Task statement - Please restate each entry exactly, without skipping any.

----

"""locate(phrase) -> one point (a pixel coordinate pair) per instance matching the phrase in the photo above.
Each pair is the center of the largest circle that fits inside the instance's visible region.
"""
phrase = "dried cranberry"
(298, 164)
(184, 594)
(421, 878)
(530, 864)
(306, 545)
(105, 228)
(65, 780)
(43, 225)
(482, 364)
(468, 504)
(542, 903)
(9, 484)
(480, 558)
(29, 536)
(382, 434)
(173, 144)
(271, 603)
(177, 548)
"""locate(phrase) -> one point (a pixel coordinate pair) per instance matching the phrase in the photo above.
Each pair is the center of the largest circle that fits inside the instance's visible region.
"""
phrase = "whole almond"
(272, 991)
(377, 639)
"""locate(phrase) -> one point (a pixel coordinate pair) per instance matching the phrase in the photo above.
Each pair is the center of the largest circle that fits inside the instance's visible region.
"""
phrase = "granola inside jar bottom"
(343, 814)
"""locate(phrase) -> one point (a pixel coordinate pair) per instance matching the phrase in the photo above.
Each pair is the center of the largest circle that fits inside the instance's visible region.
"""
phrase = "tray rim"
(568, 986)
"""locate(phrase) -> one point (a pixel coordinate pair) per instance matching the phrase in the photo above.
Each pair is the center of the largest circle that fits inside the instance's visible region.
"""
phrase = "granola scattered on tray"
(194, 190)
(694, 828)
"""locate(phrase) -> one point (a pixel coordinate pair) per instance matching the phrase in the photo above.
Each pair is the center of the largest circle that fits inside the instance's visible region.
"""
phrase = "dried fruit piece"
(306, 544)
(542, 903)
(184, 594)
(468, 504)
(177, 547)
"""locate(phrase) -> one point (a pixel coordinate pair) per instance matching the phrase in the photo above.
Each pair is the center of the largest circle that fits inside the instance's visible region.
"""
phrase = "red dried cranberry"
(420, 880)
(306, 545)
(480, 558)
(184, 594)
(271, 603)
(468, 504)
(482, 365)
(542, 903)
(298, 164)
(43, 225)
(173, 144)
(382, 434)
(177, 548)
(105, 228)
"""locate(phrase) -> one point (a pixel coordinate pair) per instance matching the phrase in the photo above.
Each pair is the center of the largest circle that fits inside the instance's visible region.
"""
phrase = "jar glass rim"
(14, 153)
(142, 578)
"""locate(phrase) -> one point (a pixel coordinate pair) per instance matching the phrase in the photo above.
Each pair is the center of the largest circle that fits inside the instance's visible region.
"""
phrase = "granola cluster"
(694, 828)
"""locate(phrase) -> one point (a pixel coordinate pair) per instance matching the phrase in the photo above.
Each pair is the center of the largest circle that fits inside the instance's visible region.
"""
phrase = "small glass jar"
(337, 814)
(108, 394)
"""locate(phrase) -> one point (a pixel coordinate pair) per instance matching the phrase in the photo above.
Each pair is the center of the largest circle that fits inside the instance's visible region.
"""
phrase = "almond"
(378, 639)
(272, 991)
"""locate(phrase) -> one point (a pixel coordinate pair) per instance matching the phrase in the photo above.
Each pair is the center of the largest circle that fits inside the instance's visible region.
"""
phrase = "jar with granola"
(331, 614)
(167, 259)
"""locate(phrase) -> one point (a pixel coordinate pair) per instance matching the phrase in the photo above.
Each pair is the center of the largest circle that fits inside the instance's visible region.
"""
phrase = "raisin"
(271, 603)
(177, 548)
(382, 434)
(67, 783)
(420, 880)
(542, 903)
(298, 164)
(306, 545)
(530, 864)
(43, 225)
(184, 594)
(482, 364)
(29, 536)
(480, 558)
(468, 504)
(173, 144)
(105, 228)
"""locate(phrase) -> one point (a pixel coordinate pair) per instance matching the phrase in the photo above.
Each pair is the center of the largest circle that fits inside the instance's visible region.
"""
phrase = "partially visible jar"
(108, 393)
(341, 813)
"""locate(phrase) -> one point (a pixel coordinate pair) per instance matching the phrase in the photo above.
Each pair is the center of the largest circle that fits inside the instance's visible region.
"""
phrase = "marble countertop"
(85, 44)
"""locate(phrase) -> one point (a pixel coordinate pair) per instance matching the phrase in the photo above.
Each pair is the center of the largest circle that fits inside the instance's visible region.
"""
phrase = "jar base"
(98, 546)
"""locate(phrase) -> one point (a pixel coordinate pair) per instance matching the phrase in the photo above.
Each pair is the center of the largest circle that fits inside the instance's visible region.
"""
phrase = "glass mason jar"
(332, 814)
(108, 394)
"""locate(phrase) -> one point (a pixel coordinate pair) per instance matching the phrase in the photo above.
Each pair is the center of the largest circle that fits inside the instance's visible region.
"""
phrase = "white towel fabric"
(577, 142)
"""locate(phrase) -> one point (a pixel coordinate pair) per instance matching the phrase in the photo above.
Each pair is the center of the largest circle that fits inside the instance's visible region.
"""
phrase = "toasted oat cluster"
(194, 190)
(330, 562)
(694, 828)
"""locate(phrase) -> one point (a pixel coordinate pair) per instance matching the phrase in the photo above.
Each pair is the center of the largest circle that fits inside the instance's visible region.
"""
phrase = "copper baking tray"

----

Result below -
"""locate(phrase) -> one point (a pixel coordinate pair) per instance matching the phrase in the photo above.
Each pair is the center of the largest circle that fits inside the instance's visible region.
"""
phrase = "dried cranberry"
(298, 164)
(184, 594)
(421, 878)
(530, 864)
(306, 545)
(105, 228)
(65, 780)
(43, 225)
(482, 364)
(468, 504)
(542, 903)
(9, 484)
(480, 558)
(29, 536)
(382, 434)
(173, 144)
(271, 603)
(177, 548)
"""locate(phrase) -> one point (a pixel coordinate pair) per instance matching the phrase in the photo above.
Each pair is the center of the largest circle that fits inside the instance's visible region.
"""
phrase = "whole almond"
(272, 991)
(377, 639)
"""locate(phrase) -> one point (a pixel coordinate pair) per instance matching the phrase in the photo above.
Each pair is the center of the largest circle that fits inside the instance's visible region.
"""
phrase = "granola inside jar bottom"
(343, 814)
"""locate(phrase) -> one point (a pixel coordinate pair) per instance matching the phrase in the photo above.
Each pair is the center of the largest circle that fits inside the instance's visible region.
"""
phrase = "tray rim"
(568, 986)
"""locate(phrase) -> one point (a pixel coordinate pair) per instance matching the phrase in the photo above.
Each pair is the center of the largest circle that fits inside the instance's visible region.
"""
phrase = "granola scattered on tray"
(194, 190)
(694, 828)
"""locate(phrase) -> one point (a pixel coordinate pair) per instance matching the phrase in the photo above.
Each pair is the center of the largest circle that fits inside the instance's visible region.
"""
phrase = "dried fruit piece"
(306, 544)
(542, 903)
(184, 594)
(468, 504)
(177, 547)
"""locate(phrase) -> one point (a pixel coordinate pair) per instance matching the phrase in the photo above.
Each pair is the center of the largest circle that fits inside the instance's visible region.
"""
phrase = "red dried cranberry"
(420, 880)
(306, 545)
(480, 558)
(184, 594)
(271, 603)
(468, 504)
(482, 365)
(542, 903)
(298, 164)
(43, 225)
(173, 144)
(382, 434)
(177, 548)
(105, 228)
"""locate(phrase) -> one point (a pixel coordinate pair) per instance matching the phrase in the photo above.
Each pair is the center of the largest circle that fits inside the instance's visible region.
"""
phrase = "jar glass rim"
(14, 153)
(142, 578)
"""locate(phrase) -> one point (a pixel coordinate pair) per instance matching the phrase in the photo above.
Each pair is the center of the largest circle that fits inside the instance's visible region.
"""
phrase = "granola cluster"
(694, 828)
"""locate(phrase) -> one point (a pixel coordinate pair) per instance matching the phrase in the photo above.
Each pair is the center of the largest circle that fits inside the instance's visible region.
"""
phrase = "small glass jar"
(337, 814)
(108, 394)
"""locate(phrase) -> one point (a pixel coordinate pair) per instance matching the phrase in the photo above.
Each pair is the center of the largest circle that fits inside the instance's visible region.
"""
phrase = "almond"
(378, 639)
(272, 991)
"""locate(phrase) -> one point (a pixel coordinate pair) per instance matching the phrase in the photo above.
Each pair is the center of the largest circle that fits inside the instance's visible region.
"""
phrase = "jar with granola"
(331, 614)
(167, 259)
"""locate(phrase) -> one point (a pixel coordinate pair) per instance matching the phrase in the photo above.
Each pair is the center of the largest circle that fits inside the instance's visible region.
"""
phrase = "raisin"
(271, 603)
(177, 548)
(382, 434)
(67, 783)
(420, 880)
(542, 903)
(298, 164)
(306, 545)
(530, 864)
(43, 225)
(184, 594)
(482, 364)
(29, 536)
(480, 558)
(468, 504)
(173, 144)
(105, 228)
"""locate(phrase) -> one point (a pixel coordinate pair) per instance matching the phrase in the photo above.
Each pair is the center of the largest circle that fits inside the instance's visible region.
"""
phrase = "partially visible jar"
(108, 393)
(341, 813)
"""locate(phrase) -> one point (a pixel coordinate pair) per instance matching the phrase in the photo above.
Each pair is the center of the largest circle that fits inside the instance's visible region.
"""
phrase = "marble countertop"
(85, 44)
"""locate(phrase) -> one point (a pixel coordinate pair) per instance matching the phrase in the photo above.
Each pair is the center of the largest circle that fits inside the instance's visible region.
"""
phrase = "jar base"
(98, 546)
"""locate(phrase) -> one point (a pixel coordinate pair) per instance matching the phrase in the photo above.
Each pair is the center of the largest circle that fits inside the instance's visible region.
"""
phrase = "glass mason jar"
(332, 814)
(108, 394)
"""locate(phrase) -> one point (a pixel coordinate pair) per instance matching the phrase in the photo above.
Each pair is the center of the largest circle that fits inside the instance's visible region.
"""
phrase = "white towel fabric"
(577, 142)
"""locate(phrase) -> one point (a pixel coordinate pair) per instance matching the phrase in the photo above.
Each pair is the center of the largest circle that fits inside the instance's visible region.
"""
phrase = "toasted oat cluster"
(194, 190)
(330, 562)
(694, 828)
"""locate(phrase) -> one point (a pixel coordinate pair) per instance matching the phrase in the photo above.
Each pair is the center of the largest circle that fits inside the instance's visible region.
"""
phrase = "copper baking tray"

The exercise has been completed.